Quédate en casa, una medida con privilegios
El quédate en casa es y será una medida acertada en la situación de contagio, cuando las condiciones de protección del Estado favorecen el cuidado de todas las personas, sin embargo, en sociedades como las nuestras donde la inequidad y la desigualdad social se constituye en un factor que puede provocar mayores dificultades en momentos de crisis sanitaria, pues se asocia no solamente al cuidado de la salud, si no a la sobrevivencia socio-económica. En momentos como este, donde la catástrofe se volvió inminente, haciendo referencia a la pandemia del covid-19, deviene la catástrofe social, ambos escenarios se mimetizan, y emergen comportamientos propios de la situación del desastre.
Una primera reacción es el miedo a la amenaza, con el temor proyectado hacia afuera, por ello la vía pública se percibe peligrosa, lo invisible del objeto del desastre complica percibir el origen de la enfermedad. Y es inevitable la prohibición de circulación, el problema radica –que- es, en ese espacio que miles de personas trabajan para el sustento de su supervivencia, y son los que garantizan la circulación de los insumos para la alimentación, me refiero a los mercados populares, y otros lugares que cumplen con la misma función.
Para evitar el contagio, se procede al desalojo de los lugares públicos y productivos, y la casa se convierte en el lugar -en apariencia seguro-. Los espacios de encuentro y de circulación se vuelven prohibidos. Tanto el miedo como la prohibición genera lo que se denomina un bloqueo afectivo, que produce actitudes de rechazo, retraimiento, y egoísmos.
Lo visible de este bloqueo afectivo, lo hemos visto en especial en las personas que viven de su trabajo autónomo, ambulantaje o pequeño comercio, no es que sean desobedientes como se pretende decir, el imperativo ¿de donde obtengo los recursos para sobrevivir? Se torna en idea angustiante, es lo que lo produce y que se multiplica hacia otros espacios, hay que recordar que la gente que vive de los pequeños comercios, son los que permiten la distribución de los insumos para vivir.
¿Qué sucede entonces con otras formas de trabajo?, aquellos que se encuentran en las pequeñas y medianas unidades productivas (artesanos, trabajadores de servicios, trabajadores de expendio de comidas de pequeños capitales), el desamparo se vuelve generalizado, porque un alto porcentaje de la población tiene ahí su fuente de sobrevivencia, y son los que sienten más rápidamente la escasez, ya no es el miedo a la enfermedad si no al hambre. El bloqueo afectivo produce, además, indiferencia, inmovilidad, y ocasiona la falta de cooperación, por sobre todo emerge el egoísmo de clase internalizado en nuestra vida cotidiana.

Tarea propuesta
Redacta la continuación del texto sobre el «quédate en casa» y la desigualdad social, empezando después de su última oración. Los datos no hacen falta para este ejercicio.

Segmento de datos
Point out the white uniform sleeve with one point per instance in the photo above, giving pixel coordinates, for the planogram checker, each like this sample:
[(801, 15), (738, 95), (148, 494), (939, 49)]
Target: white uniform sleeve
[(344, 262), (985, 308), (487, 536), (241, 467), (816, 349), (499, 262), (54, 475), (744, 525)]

Respuesta
Las medidas tomadas por el Gobierno y otros en América Latina están instaladas para proteger los grandes capitales y no a los trabajadores, bajo el supuesto de enfrentar la crisis en forma colectiva. Se habla de que todos debemos enfrentar la crisis, sin embargo, somos los trabajadores los que finalmente sostenemos los aprietos, las élites no renuncian a nada, y se nos obliga a ceder porcentajes de nuestros salarios, y en el peor de los casos se obliga a la renuncia laboral, ahondando la inestabilidad que ya la estamos viviendo, mucho antes de que se produzca la pandemia.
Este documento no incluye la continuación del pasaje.